Directions » Once you have read the entries below, repeat all of them exactly.

Dataset items »

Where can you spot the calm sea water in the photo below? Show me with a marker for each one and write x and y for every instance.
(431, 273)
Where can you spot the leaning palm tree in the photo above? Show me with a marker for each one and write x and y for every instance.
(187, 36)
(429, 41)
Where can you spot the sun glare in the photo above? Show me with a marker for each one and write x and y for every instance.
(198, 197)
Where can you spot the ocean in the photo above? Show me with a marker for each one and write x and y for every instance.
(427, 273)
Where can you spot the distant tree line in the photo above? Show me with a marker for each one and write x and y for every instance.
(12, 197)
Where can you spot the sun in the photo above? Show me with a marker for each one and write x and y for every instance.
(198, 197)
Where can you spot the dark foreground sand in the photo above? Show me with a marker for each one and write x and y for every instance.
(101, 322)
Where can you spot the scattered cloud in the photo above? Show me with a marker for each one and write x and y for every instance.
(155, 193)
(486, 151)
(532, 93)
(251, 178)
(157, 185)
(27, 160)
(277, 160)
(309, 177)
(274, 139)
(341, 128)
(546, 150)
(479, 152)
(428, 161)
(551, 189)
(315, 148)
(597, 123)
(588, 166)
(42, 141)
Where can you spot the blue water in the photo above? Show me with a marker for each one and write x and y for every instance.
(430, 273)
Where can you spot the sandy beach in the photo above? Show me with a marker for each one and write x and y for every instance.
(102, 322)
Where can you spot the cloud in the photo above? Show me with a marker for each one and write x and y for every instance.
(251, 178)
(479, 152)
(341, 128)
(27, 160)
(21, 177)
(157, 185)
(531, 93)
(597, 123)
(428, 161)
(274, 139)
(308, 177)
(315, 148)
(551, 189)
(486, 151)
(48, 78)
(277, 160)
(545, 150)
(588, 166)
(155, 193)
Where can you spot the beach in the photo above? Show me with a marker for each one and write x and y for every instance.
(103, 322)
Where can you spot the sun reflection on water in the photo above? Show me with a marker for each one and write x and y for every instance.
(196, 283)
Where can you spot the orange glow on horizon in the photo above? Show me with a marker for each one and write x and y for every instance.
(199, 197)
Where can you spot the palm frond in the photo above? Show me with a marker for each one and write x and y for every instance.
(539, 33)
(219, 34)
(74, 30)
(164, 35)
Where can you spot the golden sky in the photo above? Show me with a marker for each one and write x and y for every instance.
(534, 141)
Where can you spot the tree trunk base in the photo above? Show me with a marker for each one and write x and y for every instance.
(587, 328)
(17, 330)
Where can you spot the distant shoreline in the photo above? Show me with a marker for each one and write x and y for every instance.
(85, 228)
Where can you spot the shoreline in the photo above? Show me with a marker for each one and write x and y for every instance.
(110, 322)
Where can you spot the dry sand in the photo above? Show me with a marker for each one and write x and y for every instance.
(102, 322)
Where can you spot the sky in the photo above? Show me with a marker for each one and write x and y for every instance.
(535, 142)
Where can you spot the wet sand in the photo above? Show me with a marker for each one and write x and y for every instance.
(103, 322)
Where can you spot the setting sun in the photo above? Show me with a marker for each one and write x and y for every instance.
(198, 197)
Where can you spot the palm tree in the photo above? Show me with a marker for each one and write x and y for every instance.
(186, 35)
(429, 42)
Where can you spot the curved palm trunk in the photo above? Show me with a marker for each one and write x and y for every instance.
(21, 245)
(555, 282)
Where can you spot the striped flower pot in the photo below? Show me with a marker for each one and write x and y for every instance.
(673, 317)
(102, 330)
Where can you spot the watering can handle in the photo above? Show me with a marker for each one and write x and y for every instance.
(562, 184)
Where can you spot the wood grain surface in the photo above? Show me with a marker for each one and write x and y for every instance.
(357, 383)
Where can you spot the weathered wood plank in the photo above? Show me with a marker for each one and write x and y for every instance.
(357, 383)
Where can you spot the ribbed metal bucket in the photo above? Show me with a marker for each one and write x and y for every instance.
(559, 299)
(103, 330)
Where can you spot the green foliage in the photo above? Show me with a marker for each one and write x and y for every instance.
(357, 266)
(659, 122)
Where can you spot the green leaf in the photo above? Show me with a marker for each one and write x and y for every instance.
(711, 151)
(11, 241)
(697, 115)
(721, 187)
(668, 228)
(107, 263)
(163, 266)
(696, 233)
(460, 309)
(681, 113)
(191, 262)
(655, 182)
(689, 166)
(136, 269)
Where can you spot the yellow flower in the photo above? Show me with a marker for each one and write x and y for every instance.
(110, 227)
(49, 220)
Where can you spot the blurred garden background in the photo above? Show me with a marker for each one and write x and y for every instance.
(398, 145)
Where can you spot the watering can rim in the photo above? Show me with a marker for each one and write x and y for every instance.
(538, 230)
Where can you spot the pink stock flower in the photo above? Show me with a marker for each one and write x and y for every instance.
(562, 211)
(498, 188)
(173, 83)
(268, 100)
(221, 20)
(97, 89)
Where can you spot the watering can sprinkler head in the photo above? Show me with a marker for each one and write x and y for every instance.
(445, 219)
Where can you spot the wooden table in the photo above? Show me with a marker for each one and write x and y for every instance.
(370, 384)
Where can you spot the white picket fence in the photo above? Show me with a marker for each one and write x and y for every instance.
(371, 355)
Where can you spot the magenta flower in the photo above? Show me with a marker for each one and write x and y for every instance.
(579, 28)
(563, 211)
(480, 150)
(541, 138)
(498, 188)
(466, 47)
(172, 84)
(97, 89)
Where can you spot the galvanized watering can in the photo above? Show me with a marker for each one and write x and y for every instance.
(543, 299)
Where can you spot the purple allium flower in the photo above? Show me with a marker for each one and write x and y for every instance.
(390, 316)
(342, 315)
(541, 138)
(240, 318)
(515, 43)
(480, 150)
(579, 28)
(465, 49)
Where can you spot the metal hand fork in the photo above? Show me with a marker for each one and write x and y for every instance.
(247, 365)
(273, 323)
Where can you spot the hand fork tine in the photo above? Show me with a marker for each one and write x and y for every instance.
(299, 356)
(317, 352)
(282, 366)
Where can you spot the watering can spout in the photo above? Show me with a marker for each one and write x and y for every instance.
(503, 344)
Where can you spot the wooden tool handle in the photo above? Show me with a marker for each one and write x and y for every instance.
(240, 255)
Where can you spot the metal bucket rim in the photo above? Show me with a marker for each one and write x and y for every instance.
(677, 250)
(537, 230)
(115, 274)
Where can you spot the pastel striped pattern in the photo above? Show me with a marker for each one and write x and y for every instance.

Exercise answer »
Where can you spot the calm sea water in the photo below? Show me with a marker for each one and write x and y for every instance.
(431, 273)
Where can you spot the leaning palm tree in the photo above? Show me with a marker for each one and write x and y for every instance.
(187, 36)
(429, 41)
Where can you spot the sun glare in the photo above? Show me with a marker for each one and write x and y for every instance.
(198, 197)
Where can you spot the ocean in the photo above? Show me with a marker for each one and write x and y for every instance.
(427, 273)
Where can you spot the distant tree line in the photo above? Show me with a marker for each one and write x and y for every instance.
(12, 197)
Where can you spot the sun in the photo above? Show me with a marker for each one and write x and y for every instance.
(198, 197)
Where can you spot the dark foreground sand in the photo above? Show me with a marker for each one and write x and y for every instance.
(101, 322)
Where can you spot the scattered cloud in the photo above? Show me with a marker for each one and write x and y for every instance.
(155, 193)
(486, 151)
(532, 93)
(251, 178)
(157, 185)
(27, 160)
(277, 160)
(309, 177)
(274, 139)
(341, 128)
(546, 150)
(479, 152)
(428, 161)
(551, 189)
(315, 148)
(597, 123)
(588, 166)
(42, 141)
Where can you spot the blue water in the photo above? Show me with a marker for each one and write x and y for every instance.
(430, 273)
Where can you spot the sandy beach in the photo above? Show me with a marker for each one and write x and y for every instance.
(102, 322)
Where can you spot the cloud in the photo above? Show me with a marker for each one and write x and y for every instance.
(251, 178)
(479, 152)
(341, 128)
(27, 160)
(21, 177)
(157, 185)
(531, 93)
(597, 123)
(428, 161)
(274, 139)
(308, 177)
(315, 148)
(551, 189)
(486, 151)
(48, 78)
(277, 160)
(545, 150)
(588, 166)
(155, 193)
Where can you spot the beach in the photo above? Show me with a marker for each one and write x and y for every instance.
(103, 322)
Where can you spot the sun reflection on water in the photo above? Show me with a marker for each one and write x and y for every instance.
(196, 283)
Where can you spot the orange glow on horizon in the photo above? Show me with a marker for each one and write x and y for every instance.
(199, 197)
Where can you spot the palm frond in the photo above? Show me with a marker for each one and write x and y for every instance.
(539, 33)
(219, 34)
(74, 30)
(164, 35)
Where can you spot the golden sky in the photo above? Show me with a marker for each one and write x and y for every instance.
(534, 141)
Where can you spot the tree trunk base in the photo above? Show me with a marker for each one and write x and y for every instance.
(587, 328)
(17, 330)
Where can you spot the distant shoreline in the photo above? Show me with a marker for each one and write x and y for every instance.
(85, 228)
Where can you spot the shoreline in the photo above? Show me with a marker for each one and write x and y for every instance.
(110, 322)
Where can you spot the dry sand in the photo above? Show me with a marker for each one and write x and y for every instance.
(102, 322)
Where can you spot the sky in the photo above? Show me with a marker for each one and write x and y for every instance.
(535, 142)
Where can you spot the wet sand in the photo above? Show me with a marker for each one and write x and y for every instance.
(103, 322)
Where can you spot the setting sun in the photo above? Show me with a marker for each one and write x and y for every instance.
(198, 197)
Where can you spot the palm tree in the photo above? Show me with a marker for each one and write x and y for every instance.
(186, 35)
(429, 42)
Where can you spot the curved palm trunk in the photo above? Show me with a marker for each one and write x and y for every instance.
(21, 245)
(555, 282)
Where can you spot the striped flower pot in the photo below? Show me with a marker for each one and write x and y for every instance.
(673, 317)
(102, 330)
Where can you spot the watering can handle in the photo above? Show me with a marker for each one and write x and y for every instance.
(562, 184)
Where can you spot the wood grain surface in the photo above? Show me with a marker for each one and write x and y for every instance.
(357, 383)
Where can you spot the weathered wood plank in the photo above? Show me with a marker for each one and write x and y for every instance.
(357, 383)
Where can you spot the ribbed metal bucket in the photo above? Show me with a marker for each one and write x and y for every instance.
(559, 299)
(103, 330)
Where can you spot the green foliage in the photo above? Show me with a marker for each one and write x and y for every instance.
(357, 266)
(659, 122)
Where can you spot the green leaf in the photo above? Show me with a marker for each one and write x and y for every instance.
(711, 151)
(11, 241)
(697, 115)
(721, 187)
(668, 228)
(107, 263)
(163, 266)
(696, 233)
(460, 309)
(681, 113)
(191, 262)
(655, 182)
(689, 166)
(136, 269)
Where can you spot the yellow flower in the photo above? Show me with a marker for each one and write x and y for every instance.
(110, 227)
(49, 220)
Where can you spot the blurred garden background in the photo above? Show me with a marker for each one and write x and y for every instance.
(398, 145)
Where can you spot the watering can rim in the photo above? Show me with a marker for each one and write x and y for every instance.
(538, 230)
Where can you spot the pink stock flower in the photo above? Show me with a marker for each one and write x and y for every instance.
(562, 211)
(498, 188)
(173, 83)
(268, 100)
(221, 20)
(97, 89)
Where can you spot the watering can sprinkler head in the photo above? Show me with a marker for each one and write x and y for every instance.
(445, 219)
Where can you spot the wooden table in the photo above? Show me with a marker for each one and write x and y for every instance.
(370, 384)
Where can you spot the white picket fence in the photo above? Show me with a marker for each one and write x and y for every instance.
(371, 355)
Where can you spot the magenta flower in the photo above? Show me with a marker for each one and write x and y for every instance.
(579, 28)
(563, 211)
(480, 150)
(541, 138)
(498, 188)
(466, 47)
(172, 84)
(97, 89)
Where can you spot the galvanized watering can in the photo above? Show me with a marker for each one and write x and y for every instance.
(543, 299)
Where can you spot the purple allium flower in the photo above? Show me with a marker for each one and write x and y for every instance.
(390, 316)
(342, 315)
(541, 138)
(240, 318)
(515, 43)
(480, 150)
(579, 28)
(465, 49)
Where can you spot the metal hand fork in the photo above? Show me with a marker for each one and write x and y for every instance.
(247, 365)
(273, 323)
Where can you spot the hand fork tine in the photo above? Show me with a marker for each one and write x and y for every instance.
(299, 356)
(317, 352)
(282, 366)
Where can you spot the watering can spout in the photo above? Show me with a marker for each one and write x and y for every instance.
(503, 344)
Where can you spot the wooden tool handle in the photo above? Show me with a marker for each one and write x and y for every instance.
(240, 255)
Where can you spot the metal bucket rim in the photo above? Show me with a marker for each one and write x and y for every instance.
(677, 250)
(537, 230)
(115, 274)
Where can you spot the pastel striped pattern in the photo above? Show me with a marker for each one and write x and y for every instance.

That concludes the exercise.